▶ [What you should do] Copy exactly the lines of the material below that fall between the line with "Target: blurred green background" and the line with "mark the fern plant | one pin per instance.", both of those lines included; pictures stay out.

▶ [Data to process]
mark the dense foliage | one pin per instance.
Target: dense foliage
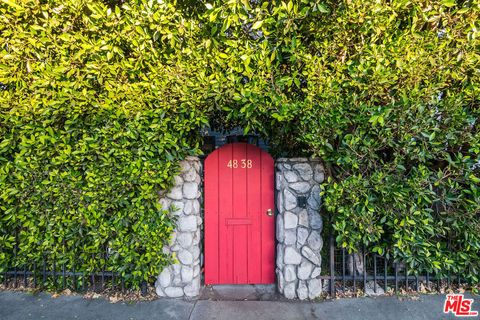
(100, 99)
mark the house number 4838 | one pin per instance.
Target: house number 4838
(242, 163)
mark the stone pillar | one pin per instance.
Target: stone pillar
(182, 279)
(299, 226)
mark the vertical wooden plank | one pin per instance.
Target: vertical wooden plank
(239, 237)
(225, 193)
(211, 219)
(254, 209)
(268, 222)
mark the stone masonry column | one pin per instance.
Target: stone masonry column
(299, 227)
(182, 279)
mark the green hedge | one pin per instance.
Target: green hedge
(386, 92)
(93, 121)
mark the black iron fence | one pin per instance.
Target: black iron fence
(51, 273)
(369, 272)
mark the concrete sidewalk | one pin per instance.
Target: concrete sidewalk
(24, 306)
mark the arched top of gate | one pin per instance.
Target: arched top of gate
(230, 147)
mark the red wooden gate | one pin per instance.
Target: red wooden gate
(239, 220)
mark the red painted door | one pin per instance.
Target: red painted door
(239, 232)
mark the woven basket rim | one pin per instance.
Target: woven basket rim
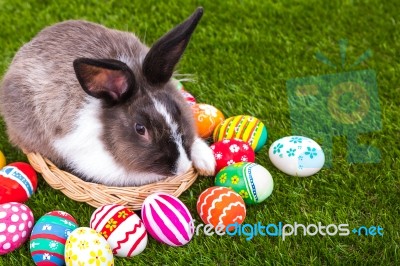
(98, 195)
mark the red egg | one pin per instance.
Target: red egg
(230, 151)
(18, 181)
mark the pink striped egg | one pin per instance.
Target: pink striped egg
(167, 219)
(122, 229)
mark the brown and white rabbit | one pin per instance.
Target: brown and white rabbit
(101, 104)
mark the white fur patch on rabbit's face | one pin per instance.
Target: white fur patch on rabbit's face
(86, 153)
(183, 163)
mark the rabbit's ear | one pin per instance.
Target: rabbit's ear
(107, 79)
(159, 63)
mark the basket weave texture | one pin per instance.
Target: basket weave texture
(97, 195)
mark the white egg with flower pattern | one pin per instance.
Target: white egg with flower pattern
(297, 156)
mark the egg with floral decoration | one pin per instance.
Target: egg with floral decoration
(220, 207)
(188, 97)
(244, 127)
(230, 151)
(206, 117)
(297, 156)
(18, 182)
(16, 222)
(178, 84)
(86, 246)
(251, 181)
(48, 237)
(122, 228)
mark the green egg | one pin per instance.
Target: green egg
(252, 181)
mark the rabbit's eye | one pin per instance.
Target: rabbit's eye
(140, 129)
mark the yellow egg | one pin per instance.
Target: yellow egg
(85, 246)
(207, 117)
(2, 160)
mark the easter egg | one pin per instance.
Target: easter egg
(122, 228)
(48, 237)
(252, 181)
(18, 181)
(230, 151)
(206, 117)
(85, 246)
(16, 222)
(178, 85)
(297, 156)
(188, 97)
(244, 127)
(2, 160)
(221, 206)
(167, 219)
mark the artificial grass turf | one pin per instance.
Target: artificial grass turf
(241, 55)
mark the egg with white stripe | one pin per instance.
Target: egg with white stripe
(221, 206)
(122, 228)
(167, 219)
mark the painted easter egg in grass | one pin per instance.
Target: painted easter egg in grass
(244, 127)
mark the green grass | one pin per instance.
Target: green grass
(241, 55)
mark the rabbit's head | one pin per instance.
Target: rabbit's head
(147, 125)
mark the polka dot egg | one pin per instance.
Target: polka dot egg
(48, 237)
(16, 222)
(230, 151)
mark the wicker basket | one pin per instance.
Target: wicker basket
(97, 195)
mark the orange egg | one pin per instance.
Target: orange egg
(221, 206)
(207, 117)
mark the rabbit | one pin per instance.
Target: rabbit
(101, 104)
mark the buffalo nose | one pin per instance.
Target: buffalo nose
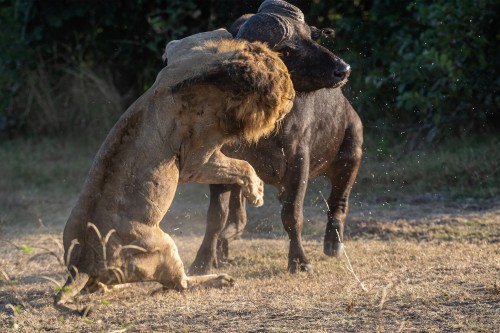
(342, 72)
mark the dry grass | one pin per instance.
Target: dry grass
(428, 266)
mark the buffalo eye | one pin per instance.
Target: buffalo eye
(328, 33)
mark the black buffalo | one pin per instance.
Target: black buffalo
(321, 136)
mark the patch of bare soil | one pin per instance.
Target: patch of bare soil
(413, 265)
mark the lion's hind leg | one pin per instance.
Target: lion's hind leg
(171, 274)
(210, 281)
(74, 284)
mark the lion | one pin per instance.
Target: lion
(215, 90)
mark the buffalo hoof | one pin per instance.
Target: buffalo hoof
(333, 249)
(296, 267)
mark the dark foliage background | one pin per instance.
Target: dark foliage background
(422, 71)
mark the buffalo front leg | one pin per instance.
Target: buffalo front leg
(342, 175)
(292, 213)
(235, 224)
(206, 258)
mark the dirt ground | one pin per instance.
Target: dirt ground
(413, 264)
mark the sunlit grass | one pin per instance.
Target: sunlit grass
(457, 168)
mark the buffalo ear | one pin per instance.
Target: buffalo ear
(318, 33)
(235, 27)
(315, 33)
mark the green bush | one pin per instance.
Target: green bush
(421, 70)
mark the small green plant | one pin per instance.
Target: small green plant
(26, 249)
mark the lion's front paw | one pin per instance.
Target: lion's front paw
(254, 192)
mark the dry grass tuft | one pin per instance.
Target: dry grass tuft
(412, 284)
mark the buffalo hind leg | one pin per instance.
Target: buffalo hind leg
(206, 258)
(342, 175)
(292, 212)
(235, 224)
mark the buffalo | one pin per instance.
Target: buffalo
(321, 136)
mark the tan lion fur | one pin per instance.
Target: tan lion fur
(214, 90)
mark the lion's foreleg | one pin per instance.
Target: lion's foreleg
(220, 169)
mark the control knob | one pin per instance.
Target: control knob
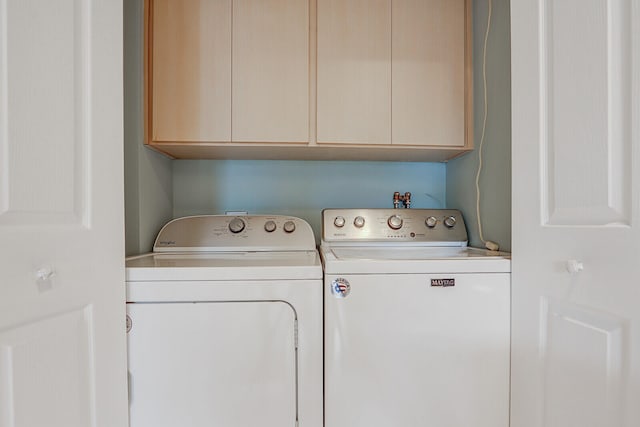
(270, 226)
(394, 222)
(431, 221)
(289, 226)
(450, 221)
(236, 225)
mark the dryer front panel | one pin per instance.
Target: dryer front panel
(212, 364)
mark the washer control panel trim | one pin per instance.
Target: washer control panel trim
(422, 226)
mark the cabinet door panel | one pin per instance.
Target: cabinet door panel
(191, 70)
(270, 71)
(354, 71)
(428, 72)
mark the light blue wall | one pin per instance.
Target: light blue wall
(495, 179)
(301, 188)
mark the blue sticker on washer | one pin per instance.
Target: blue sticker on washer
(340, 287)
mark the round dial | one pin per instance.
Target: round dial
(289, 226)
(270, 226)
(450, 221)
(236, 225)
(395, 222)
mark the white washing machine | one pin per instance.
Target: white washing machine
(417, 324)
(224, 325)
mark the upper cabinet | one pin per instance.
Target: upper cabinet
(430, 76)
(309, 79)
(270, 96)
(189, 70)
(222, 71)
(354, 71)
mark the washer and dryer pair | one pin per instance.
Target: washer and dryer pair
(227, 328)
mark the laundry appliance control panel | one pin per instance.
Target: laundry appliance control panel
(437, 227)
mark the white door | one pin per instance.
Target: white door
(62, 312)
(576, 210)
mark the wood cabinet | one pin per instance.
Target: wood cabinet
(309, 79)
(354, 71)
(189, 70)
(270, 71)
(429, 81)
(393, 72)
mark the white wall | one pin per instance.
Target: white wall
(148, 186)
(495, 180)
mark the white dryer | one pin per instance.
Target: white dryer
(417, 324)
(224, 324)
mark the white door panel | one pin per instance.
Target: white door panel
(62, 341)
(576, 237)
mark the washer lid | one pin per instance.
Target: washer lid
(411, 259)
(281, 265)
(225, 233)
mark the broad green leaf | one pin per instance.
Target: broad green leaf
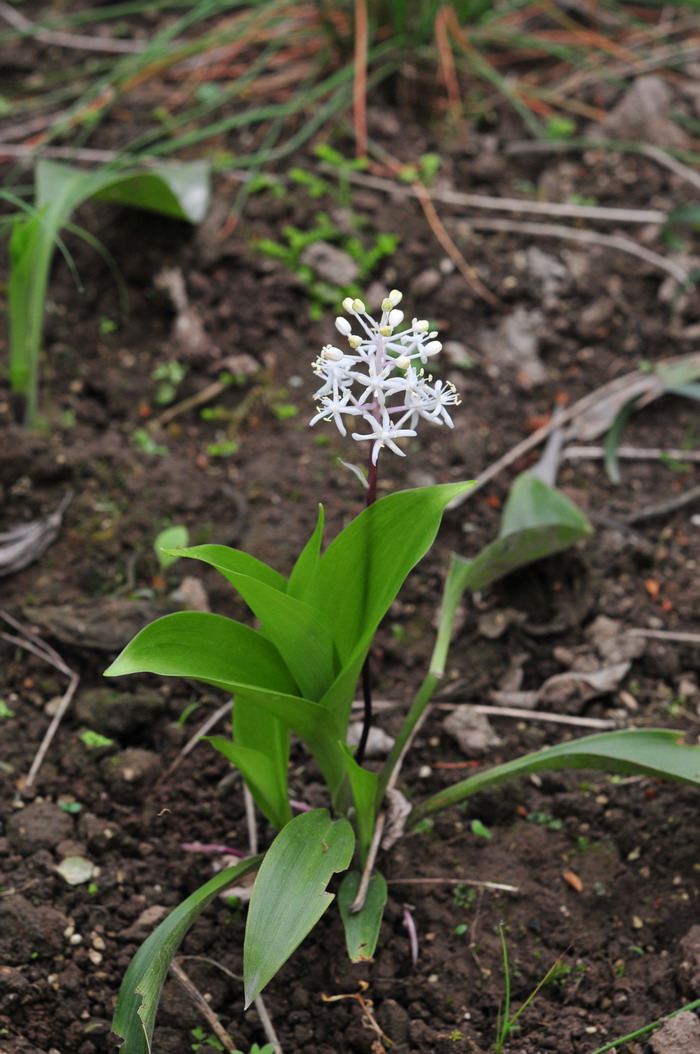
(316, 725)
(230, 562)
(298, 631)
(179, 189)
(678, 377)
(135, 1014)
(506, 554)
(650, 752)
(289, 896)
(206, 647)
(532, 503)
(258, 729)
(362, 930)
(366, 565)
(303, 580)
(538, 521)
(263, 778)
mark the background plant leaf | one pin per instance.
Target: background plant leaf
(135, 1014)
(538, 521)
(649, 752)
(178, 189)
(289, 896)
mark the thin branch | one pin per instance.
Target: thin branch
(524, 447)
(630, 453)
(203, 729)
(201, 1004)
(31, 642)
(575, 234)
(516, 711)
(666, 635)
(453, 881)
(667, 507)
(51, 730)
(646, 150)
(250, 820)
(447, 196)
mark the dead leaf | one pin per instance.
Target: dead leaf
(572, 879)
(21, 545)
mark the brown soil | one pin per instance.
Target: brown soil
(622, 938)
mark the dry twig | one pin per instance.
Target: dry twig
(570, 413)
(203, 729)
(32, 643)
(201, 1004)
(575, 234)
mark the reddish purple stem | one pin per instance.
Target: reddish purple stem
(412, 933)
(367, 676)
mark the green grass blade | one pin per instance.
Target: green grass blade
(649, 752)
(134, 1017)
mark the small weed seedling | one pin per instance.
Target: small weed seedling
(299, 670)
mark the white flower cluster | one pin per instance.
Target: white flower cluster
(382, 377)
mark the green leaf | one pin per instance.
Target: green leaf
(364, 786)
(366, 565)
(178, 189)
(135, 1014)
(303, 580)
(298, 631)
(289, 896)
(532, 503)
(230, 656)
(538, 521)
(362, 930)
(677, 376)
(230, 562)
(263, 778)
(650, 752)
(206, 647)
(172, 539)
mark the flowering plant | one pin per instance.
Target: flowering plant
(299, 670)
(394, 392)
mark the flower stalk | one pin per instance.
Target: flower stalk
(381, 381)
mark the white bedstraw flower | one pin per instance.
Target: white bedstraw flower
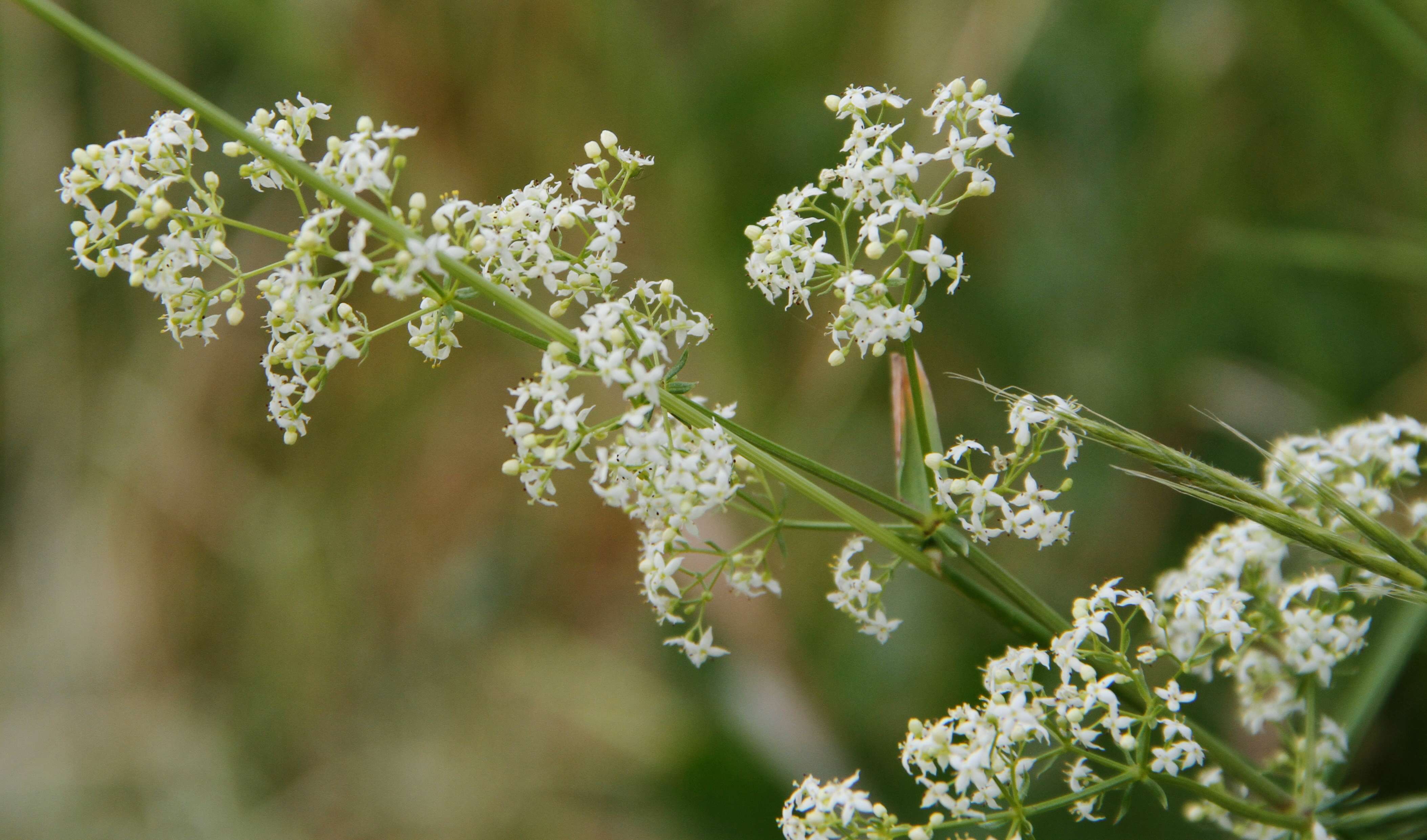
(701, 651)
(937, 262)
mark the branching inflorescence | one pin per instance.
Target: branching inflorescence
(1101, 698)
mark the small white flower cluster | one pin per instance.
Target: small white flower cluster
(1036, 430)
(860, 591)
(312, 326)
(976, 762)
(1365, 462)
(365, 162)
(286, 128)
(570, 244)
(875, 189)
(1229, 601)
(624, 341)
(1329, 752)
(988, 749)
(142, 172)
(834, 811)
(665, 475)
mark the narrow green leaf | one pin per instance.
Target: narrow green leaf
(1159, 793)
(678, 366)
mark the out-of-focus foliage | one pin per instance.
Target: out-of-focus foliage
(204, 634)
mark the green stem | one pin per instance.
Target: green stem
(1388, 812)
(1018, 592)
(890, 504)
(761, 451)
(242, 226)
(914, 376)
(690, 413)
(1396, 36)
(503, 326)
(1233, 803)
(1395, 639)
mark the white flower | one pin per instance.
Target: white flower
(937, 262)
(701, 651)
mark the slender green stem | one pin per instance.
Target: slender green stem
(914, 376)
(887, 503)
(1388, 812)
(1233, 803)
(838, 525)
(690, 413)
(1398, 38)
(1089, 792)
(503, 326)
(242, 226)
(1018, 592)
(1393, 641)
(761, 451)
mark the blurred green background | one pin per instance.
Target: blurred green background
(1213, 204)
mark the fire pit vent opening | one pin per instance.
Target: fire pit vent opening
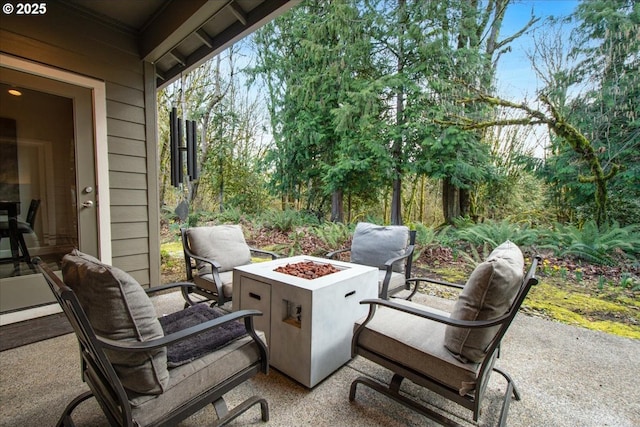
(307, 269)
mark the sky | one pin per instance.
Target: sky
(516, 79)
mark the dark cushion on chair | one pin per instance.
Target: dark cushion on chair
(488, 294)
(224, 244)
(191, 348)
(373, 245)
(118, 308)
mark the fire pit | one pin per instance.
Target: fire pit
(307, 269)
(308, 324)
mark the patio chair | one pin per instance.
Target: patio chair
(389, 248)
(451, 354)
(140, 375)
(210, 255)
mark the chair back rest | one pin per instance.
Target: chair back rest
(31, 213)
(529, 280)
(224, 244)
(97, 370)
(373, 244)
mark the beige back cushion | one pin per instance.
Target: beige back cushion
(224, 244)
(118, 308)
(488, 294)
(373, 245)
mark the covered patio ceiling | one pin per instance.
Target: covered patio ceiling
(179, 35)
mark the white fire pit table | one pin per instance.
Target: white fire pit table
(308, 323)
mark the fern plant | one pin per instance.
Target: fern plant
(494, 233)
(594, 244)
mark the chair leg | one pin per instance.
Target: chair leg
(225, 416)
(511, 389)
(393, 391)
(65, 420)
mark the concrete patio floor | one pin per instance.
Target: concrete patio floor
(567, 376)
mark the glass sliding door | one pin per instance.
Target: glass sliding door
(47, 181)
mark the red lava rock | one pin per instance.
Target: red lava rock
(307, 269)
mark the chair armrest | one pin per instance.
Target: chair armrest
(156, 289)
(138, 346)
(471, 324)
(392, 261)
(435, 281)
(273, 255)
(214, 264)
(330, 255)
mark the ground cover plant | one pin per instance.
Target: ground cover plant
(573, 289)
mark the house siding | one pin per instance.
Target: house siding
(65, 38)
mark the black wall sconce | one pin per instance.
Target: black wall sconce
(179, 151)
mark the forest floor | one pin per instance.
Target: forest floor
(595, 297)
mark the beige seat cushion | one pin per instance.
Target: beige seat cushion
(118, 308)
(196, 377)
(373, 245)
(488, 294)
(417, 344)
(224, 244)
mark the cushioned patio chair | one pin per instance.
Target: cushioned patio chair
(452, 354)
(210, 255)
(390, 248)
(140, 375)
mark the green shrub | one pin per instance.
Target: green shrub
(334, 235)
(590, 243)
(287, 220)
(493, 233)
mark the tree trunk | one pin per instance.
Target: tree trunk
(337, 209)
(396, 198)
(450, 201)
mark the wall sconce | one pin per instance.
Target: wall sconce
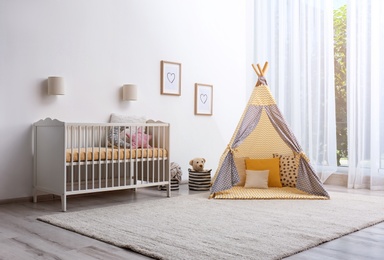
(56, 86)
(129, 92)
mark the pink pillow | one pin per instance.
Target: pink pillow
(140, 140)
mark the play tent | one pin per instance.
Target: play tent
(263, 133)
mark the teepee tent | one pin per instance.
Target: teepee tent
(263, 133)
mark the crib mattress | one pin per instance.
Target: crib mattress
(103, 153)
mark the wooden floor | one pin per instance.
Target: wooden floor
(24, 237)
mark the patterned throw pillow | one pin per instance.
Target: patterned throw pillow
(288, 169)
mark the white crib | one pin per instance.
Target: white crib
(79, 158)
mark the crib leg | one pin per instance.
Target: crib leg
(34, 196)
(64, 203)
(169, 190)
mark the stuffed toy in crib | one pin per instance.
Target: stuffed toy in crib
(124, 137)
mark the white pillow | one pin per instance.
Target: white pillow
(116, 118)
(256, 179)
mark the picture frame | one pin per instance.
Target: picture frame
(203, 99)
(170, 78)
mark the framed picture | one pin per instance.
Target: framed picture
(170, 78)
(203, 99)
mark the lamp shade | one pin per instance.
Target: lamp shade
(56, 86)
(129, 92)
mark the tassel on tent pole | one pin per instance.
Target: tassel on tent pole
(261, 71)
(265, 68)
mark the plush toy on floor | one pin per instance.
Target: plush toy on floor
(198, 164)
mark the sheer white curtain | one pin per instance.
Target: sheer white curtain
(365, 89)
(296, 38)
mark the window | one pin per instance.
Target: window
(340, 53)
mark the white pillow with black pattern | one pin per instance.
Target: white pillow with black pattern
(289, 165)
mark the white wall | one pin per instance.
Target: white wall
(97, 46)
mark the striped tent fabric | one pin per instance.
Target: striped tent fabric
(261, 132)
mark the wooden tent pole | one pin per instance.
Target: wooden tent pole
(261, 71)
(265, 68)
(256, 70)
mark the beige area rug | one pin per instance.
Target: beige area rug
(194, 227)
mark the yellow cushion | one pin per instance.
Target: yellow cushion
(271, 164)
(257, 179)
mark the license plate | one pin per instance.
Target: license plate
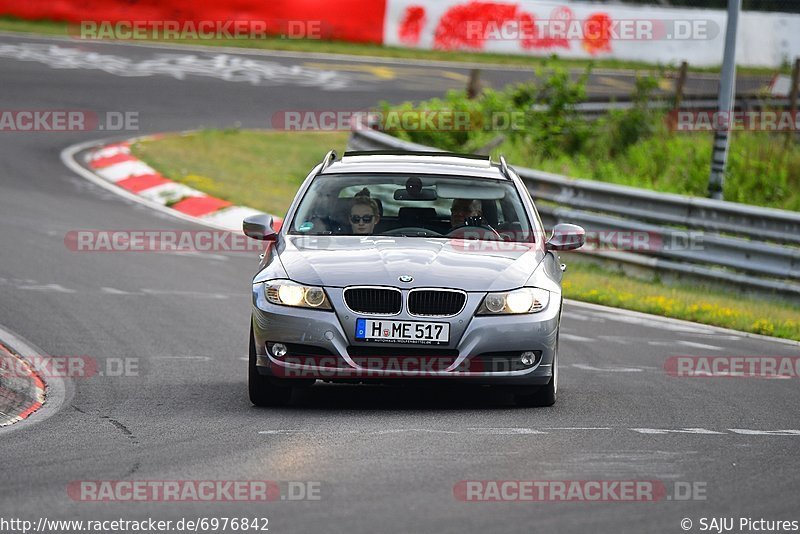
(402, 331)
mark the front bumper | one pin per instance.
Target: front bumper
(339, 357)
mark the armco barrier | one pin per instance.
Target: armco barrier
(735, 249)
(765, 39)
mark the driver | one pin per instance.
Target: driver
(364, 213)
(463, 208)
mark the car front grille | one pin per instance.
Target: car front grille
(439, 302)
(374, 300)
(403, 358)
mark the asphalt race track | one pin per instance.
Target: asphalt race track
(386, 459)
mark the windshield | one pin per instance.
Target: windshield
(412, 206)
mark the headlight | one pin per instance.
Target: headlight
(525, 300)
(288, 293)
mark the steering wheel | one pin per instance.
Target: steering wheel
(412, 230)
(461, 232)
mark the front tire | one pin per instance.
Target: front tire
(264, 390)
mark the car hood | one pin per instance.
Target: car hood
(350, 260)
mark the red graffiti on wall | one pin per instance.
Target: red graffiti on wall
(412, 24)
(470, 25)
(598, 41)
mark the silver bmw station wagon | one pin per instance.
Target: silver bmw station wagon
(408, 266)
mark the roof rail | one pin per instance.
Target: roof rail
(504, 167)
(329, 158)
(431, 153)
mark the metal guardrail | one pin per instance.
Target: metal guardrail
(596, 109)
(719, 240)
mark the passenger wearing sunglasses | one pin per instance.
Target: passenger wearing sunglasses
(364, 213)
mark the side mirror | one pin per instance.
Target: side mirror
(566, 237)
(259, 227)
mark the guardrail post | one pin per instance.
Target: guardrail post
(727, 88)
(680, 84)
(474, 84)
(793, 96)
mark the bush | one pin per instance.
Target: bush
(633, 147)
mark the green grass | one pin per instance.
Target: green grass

▶ [Task answer]
Target: blurred green background
(1213, 204)
mark the fire pit vent opening | one pin per instance.
Target: fire pit vent opening
(307, 269)
mark the sky | one pin per instance.
Target: sky
(516, 79)
mark the dark cushion on chair | one pin per instance.
Target: dark cushion on chair
(488, 294)
(224, 244)
(191, 348)
(373, 245)
(118, 308)
mark the fire pit | one pin per instance.
Target: fire pit
(307, 269)
(308, 324)
mark the patio chair | one pin per instance.
Target: patio chair
(389, 248)
(451, 354)
(140, 375)
(210, 255)
mark the chair back rest | one pin per instance.
Target: chair back rest
(31, 213)
(529, 280)
(224, 244)
(97, 370)
(373, 244)
mark the beige back cushion | one pin per instance.
Target: beige back cushion
(224, 244)
(118, 308)
(488, 294)
(373, 245)
mark the covered patio ceiling | one pin per instance.
Target: covered patio ceiling
(179, 35)
mark the white fire pit table | one pin per instance.
Target: white fire pit table
(308, 323)
mark the fern plant | one pin per instance.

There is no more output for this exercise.